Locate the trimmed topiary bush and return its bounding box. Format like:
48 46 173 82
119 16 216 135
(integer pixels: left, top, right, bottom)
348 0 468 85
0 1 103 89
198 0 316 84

________________

## What is expected
Print these records again without changing anything.

## Complete response
Locate the trimmed topiary bush and return its bounding box. Format like:
48 46 173 82
119 16 216 135
(integer pixels: left, top, right, bottom)
348 0 468 85
0 1 103 89
198 0 316 84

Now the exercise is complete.